- ASSIGNED TASK
Your answer should be the entries, repeated exactly.
************
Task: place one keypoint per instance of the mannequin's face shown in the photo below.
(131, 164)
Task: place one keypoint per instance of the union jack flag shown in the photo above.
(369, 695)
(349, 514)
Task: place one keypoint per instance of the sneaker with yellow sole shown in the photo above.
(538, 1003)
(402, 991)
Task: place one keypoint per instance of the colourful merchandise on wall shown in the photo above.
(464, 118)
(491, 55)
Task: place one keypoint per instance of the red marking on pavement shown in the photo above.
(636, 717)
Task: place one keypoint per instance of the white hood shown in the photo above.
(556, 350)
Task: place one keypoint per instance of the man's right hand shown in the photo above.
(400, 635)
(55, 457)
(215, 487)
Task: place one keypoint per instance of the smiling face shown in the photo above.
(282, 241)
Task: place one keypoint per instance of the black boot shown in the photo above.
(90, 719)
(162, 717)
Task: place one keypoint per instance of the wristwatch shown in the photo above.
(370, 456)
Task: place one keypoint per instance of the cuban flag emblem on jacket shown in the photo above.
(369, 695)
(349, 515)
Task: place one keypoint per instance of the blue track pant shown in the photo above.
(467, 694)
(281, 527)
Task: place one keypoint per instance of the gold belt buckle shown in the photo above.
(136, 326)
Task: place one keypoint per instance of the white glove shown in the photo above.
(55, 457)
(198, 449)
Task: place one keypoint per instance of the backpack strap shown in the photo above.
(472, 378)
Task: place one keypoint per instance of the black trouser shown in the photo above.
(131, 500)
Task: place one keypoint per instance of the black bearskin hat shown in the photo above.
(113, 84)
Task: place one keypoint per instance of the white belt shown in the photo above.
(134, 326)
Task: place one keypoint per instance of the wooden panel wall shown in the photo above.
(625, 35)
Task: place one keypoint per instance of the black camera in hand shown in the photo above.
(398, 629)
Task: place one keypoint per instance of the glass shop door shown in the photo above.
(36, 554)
************
- RESPONSE TO THE EXERCISE
Task: place one keypoint per instance of the mannequin's face shown in the photo below.
(131, 164)
Task: place one keypoint per instance of the union jack flag shown in the photo above.
(369, 695)
(349, 514)
Task: place one keypoint per instance of the sneaker with yellow sole shown in the photo above.
(538, 1003)
(402, 991)
Task: place one keypoint per instance of the colourful merchandise on wall shown in the photo above.
(464, 118)
(491, 55)
Task: place one keypoint per instance of the red marking on pavement shown in the photo above.
(636, 717)
Task: place one keypoint per instance of the white hood shown in the photo above.
(556, 350)
Task: place one keypoint per instance of the man's right hand shown in the photo above.
(400, 635)
(55, 457)
(215, 487)
Task: place one keypoint per instance of the smiling face shown in the photo above.
(282, 241)
Task: place one keypoint per instance of the black boot shown in the photo above.
(90, 719)
(162, 717)
Task: place one keypoint per instance of the wristwatch shown in the photo above.
(370, 456)
Task: place one keypoint per instance of the cuban flag emblem on jacket shown in the photo above.
(369, 695)
(349, 515)
Task: place one keypoint per instance of the blue track pant shown in the photo above.
(467, 694)
(281, 527)
Task: place one keypoint per instance of the gold belt buckle shown in the photo above.
(136, 326)
Task: place one keypoint per instance of the white glove shown in the photo above.
(55, 457)
(198, 449)
Task: place one keypoint per instance of the backpack strap shown in the photo above.
(472, 378)
Task: place one keypoint per instance of the black trouser shown in the photo above.
(131, 500)
Task: place one keypoint per instance of the black bearskin hat shown in the photo above.
(113, 84)
Task: place one keypoint per instance of the white belt shown in the photo above.
(134, 326)
Task: place one keypoint per instance of the wooden panel wall shown in the photo above.
(625, 35)
Task: place one keypoint per instance of the black camera in hand shown in the photo above.
(398, 629)
Task: place one keypoint per instance of the glass shop door shown in the photo above.
(36, 554)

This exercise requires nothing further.